## Assigned task
Write out every entry exactly as it stands.

## Data for processing
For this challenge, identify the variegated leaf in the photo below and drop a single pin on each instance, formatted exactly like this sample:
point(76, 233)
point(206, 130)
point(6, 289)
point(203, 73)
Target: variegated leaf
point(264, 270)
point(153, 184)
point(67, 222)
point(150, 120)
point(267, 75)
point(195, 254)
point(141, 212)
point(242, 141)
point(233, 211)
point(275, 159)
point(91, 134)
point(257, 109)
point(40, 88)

## Output of the task
For this challenge, identify the variegated leaf in the photo below and drop a single pin on each instance, formatted exactly like this sample:
point(76, 233)
point(206, 130)
point(6, 289)
point(203, 73)
Target: variegated leaf
point(264, 270)
point(153, 184)
point(67, 222)
point(150, 120)
point(267, 75)
point(195, 254)
point(141, 212)
point(242, 141)
point(233, 211)
point(275, 159)
point(91, 134)
point(257, 109)
point(40, 88)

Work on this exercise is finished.